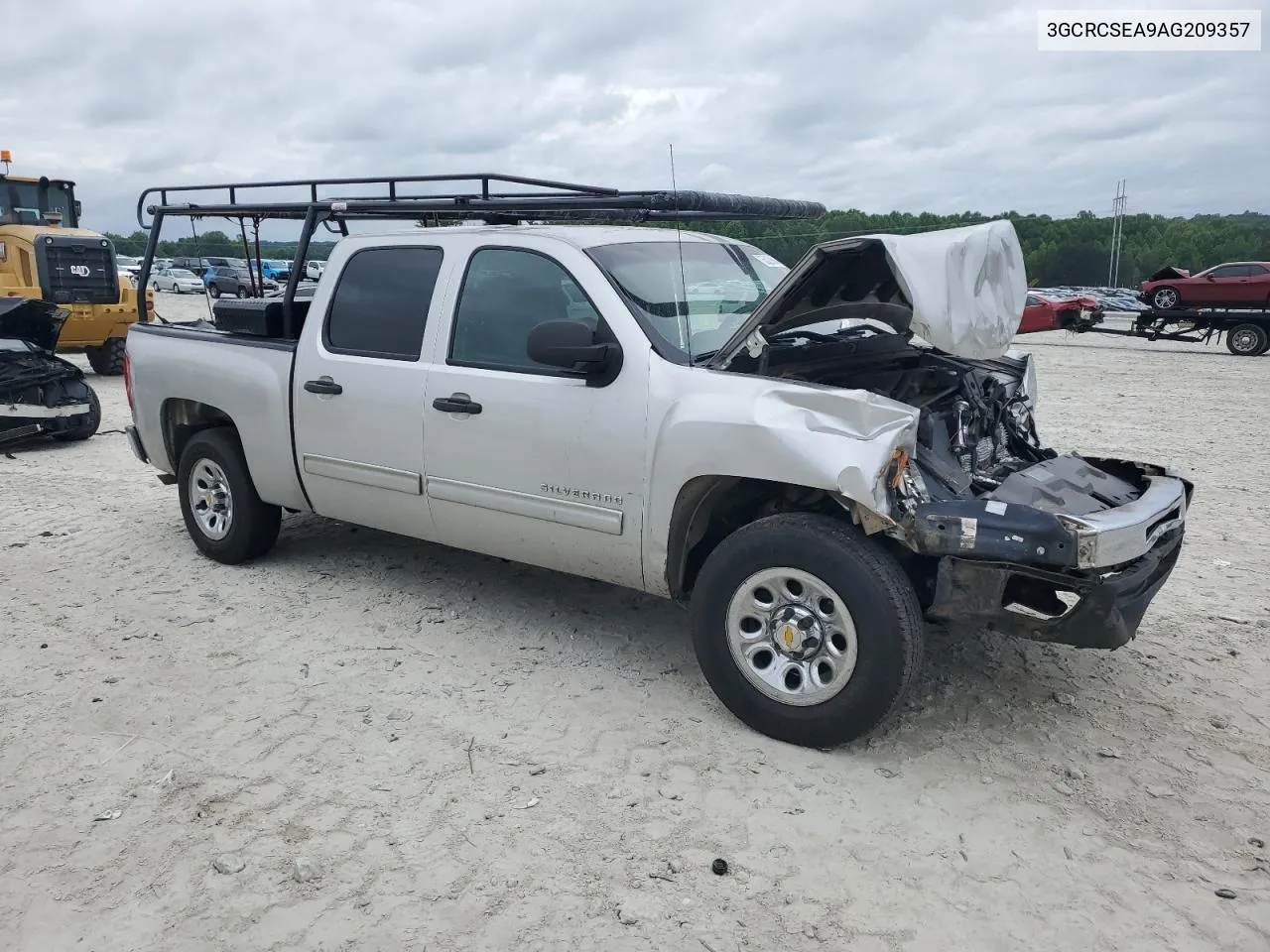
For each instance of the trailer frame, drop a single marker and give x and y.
(1246, 330)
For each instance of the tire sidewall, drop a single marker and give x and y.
(222, 448)
(1262, 340)
(884, 647)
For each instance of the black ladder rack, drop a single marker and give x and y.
(485, 195)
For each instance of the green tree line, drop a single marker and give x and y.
(1057, 250)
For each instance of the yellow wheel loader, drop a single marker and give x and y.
(46, 255)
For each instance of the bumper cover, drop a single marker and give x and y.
(1096, 611)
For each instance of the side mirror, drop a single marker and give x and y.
(572, 345)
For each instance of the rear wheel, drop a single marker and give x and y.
(807, 630)
(1165, 298)
(85, 424)
(107, 359)
(1247, 339)
(223, 515)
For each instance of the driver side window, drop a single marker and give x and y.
(506, 294)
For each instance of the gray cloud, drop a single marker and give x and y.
(919, 105)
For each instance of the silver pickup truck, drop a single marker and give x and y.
(817, 461)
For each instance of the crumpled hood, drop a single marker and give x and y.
(39, 322)
(959, 290)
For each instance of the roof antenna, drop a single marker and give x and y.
(686, 327)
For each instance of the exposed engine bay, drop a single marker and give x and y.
(975, 426)
(41, 395)
(976, 436)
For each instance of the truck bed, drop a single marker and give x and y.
(198, 371)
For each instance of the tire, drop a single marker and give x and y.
(1247, 340)
(874, 664)
(248, 527)
(107, 359)
(85, 424)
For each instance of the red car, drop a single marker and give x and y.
(1232, 285)
(1060, 313)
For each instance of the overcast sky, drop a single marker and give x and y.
(929, 105)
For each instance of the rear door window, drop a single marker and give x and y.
(506, 294)
(381, 302)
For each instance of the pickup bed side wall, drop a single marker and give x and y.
(710, 422)
(248, 382)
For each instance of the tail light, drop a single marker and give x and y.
(127, 379)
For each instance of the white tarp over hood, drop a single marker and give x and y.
(959, 290)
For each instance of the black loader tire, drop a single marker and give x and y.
(85, 424)
(254, 524)
(1247, 340)
(888, 621)
(107, 359)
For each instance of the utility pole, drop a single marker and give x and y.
(1116, 232)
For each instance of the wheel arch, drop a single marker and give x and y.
(182, 419)
(710, 508)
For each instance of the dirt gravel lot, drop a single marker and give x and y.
(463, 753)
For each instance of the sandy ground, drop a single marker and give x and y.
(471, 754)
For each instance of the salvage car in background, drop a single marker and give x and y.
(235, 282)
(1043, 312)
(41, 395)
(811, 490)
(1232, 285)
(178, 281)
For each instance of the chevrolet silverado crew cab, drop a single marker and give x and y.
(815, 460)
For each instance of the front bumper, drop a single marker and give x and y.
(1100, 611)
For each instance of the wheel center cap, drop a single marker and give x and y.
(795, 633)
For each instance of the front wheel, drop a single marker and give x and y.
(1247, 340)
(107, 359)
(1165, 298)
(223, 515)
(807, 630)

########################################

Problem requirements
Nothing in the entries above should change when they are printed again, except that the pictures are dropped.

Exercise solution
For each instance of the trailer frame, drop a single marker and give x and y.
(1246, 330)
For each instance of the tire sidewall, drop a single marker and give x and y.
(222, 448)
(1262, 340)
(884, 647)
For each instance of the black ladder rack, drop a single marker and give x and y.
(485, 195)
For each instance of the green tree line, drop a single marker and give x and y.
(1057, 250)
For each instance of the yellow wheel loader, drop a single marker and give x and y.
(46, 255)
For each instance of the bumper cover, drop a single marker and give x and y.
(1096, 611)
For each instance of the side mirror, drop a single marker and give x and y.
(572, 345)
For each instance of the rear wheel, drop a single marker and give x and y.
(807, 630)
(1165, 298)
(85, 424)
(107, 359)
(1247, 339)
(223, 515)
For each instance of the driver side window, drop a single marker and give x and y.
(506, 294)
For each instance of the gray cloud, drop a single marker and give x and y.
(919, 105)
For each instance of the silver pickup truck, drop a single marker and give x and y.
(817, 461)
For each instance of the crumpled hood, drop a single marker and give x and y.
(39, 322)
(959, 290)
For each instance of the roof antenna, drop a single marker and give x and y.
(686, 327)
For each instance of the exposed engine bay, drop a single marker and give x and y.
(975, 426)
(41, 395)
(976, 436)
For each instance of the truck bed, drop a single marker and give x and y.
(198, 371)
For each instance of the tire, drop a single marker and give x and y.
(1247, 340)
(874, 664)
(248, 527)
(107, 359)
(85, 424)
For each instance of the red car, drop a single marker and give x and y.
(1232, 285)
(1060, 313)
For each instance of the overcast sky, drop a single marker and give x and y.
(929, 105)
For each instance of the rear door window, drop a single marker and give x and y.
(506, 294)
(381, 302)
For each instance of the pickup bed side wall, drop a single marker and give x and y.
(710, 422)
(248, 382)
For each instance of the tail light, drop a single marker and give x and y.
(127, 379)
For each instance of the white tarp over hood, drop a single marker and give x and y.
(959, 290)
For each instance of the black loader tire, drop a single marker and give x and y.
(85, 424)
(254, 524)
(1247, 340)
(888, 621)
(107, 359)
For each instance of the utility pole, drop a single marker and give x and y.
(1116, 232)
For each instance of the wheel arch, drop a single marker and give x and y.
(182, 419)
(710, 508)
For each instance of the dirt gravel lot, drop a single marker and give x and y.
(463, 753)
For each instance of the sandy ground, drop a single marker and give x and y.
(471, 754)
For each instance of the salvage car in background, drop a single marker and give x and y.
(235, 282)
(1043, 312)
(41, 395)
(811, 490)
(1232, 285)
(178, 281)
For each instance of the chevrolet silverado crew cab, drop a single marker and give x and y.
(815, 460)
For each instance of the front bumper, drop a single marker and give x and y.
(1100, 611)
For each instance of the wheel center cap, drop a single marker and give x and y.
(795, 633)
For each instance of the front wheel, drop a single marker and give x and y.
(1247, 340)
(107, 359)
(1165, 298)
(223, 515)
(807, 630)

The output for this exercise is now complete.